┌────────

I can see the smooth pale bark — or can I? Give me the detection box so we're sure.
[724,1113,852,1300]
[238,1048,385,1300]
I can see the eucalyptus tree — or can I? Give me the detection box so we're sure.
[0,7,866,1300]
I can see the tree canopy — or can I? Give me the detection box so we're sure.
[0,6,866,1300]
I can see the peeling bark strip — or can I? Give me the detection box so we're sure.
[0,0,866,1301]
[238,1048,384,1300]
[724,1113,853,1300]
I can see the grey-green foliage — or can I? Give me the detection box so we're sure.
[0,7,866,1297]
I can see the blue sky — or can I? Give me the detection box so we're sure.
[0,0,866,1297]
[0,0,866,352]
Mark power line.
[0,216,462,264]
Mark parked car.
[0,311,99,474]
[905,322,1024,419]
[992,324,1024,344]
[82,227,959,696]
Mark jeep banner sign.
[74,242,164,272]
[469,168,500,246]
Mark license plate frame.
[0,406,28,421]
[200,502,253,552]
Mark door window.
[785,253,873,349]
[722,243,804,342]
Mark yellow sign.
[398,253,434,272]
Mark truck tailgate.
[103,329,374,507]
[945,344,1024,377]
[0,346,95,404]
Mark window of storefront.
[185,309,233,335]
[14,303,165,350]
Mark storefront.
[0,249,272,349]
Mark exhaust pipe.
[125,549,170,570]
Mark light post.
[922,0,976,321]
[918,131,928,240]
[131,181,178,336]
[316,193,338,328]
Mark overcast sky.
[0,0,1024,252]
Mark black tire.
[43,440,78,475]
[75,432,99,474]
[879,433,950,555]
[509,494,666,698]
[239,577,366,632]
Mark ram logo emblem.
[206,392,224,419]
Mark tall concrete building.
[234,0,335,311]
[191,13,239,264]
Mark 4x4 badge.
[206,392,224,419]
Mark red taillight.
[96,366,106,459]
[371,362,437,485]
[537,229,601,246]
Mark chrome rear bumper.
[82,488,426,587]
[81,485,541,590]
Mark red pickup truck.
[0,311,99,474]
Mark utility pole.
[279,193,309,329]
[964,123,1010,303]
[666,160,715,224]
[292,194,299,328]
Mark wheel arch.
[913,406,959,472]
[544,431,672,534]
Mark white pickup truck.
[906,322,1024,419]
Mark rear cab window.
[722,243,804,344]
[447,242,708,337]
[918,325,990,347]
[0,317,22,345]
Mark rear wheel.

└────────

*Requirement*
Please return every item above, copying each line unchanged.

*Complete response*
I can see the smooth pale bark — or can I? Give me the detection box so we're sure.
[724,1113,852,1300]
[238,1048,385,1300]
I can see the eucalyptus tree — or can I? Give me the detection box so we're sure.
[0,7,866,1300]
I can see the tree canopy — or can I? Give me the detection box so we're sure.
[0,6,866,1300]
I can see the peeling bark strip — or can I? Give me the detection box so we're sure.
[0,0,866,1301]
[238,1048,384,1300]
[724,1113,853,1300]
I can see the grey-green foliage — or can I? Give me the detection box so we're sure.
[0,7,866,1297]
I can see the blue sky — or can I? Give me the detection box so we're sure.
[0,0,866,1297]
[0,0,866,352]
Mark power line.
[0,216,462,264]
Mark parked car.
[0,311,99,474]
[905,322,1024,419]
[992,324,1024,344]
[82,227,959,696]
Mark jeep banner sign.
[74,242,164,272]
[469,168,500,246]
Mark license plate frame.
[0,406,28,421]
[200,502,253,552]
Mark door window.
[785,253,873,349]
[722,243,804,342]
Mark yellow sign.
[398,253,434,272]
Mark truck tailgate.
[103,329,374,507]
[945,344,1024,377]
[0,346,95,404]
Mark window of storefront.
[185,309,233,335]
[14,303,165,350]
Mark storefront.
[0,249,272,349]
Mark exhaust pipe.
[125,549,170,570]
Mark light post.
[922,0,976,321]
[918,131,928,240]
[131,181,178,336]
[316,193,338,328]
Mark overcast sky.
[0,0,1024,252]
Mark black tire.
[43,440,78,475]
[75,432,99,474]
[879,433,950,555]
[509,494,666,698]
[239,577,366,632]
Mark ram logo emblem.
[206,392,224,419]
Mark tall concrete building.
[234,0,335,311]
[191,13,239,264]
Mark 4x4 badge.
[206,392,224,419]
Mark red taillight.
[96,366,106,459]
[371,362,437,485]
[537,229,601,246]
Mark chrome rear bumper.
[82,488,426,587]
[81,485,541,590]
Mark red pickup truck.
[0,311,99,474]
Mark utility pole.
[279,193,309,329]
[964,123,1010,303]
[666,160,715,224]
[292,194,299,328]
Mark wheel arch.
[913,406,959,472]
[544,431,672,534]
Mark white pickup truck.
[906,322,1024,419]
Mark rear cab window.
[722,243,804,344]
[447,242,708,337]
[918,325,990,347]
[0,317,22,345]
Mark rear wheel.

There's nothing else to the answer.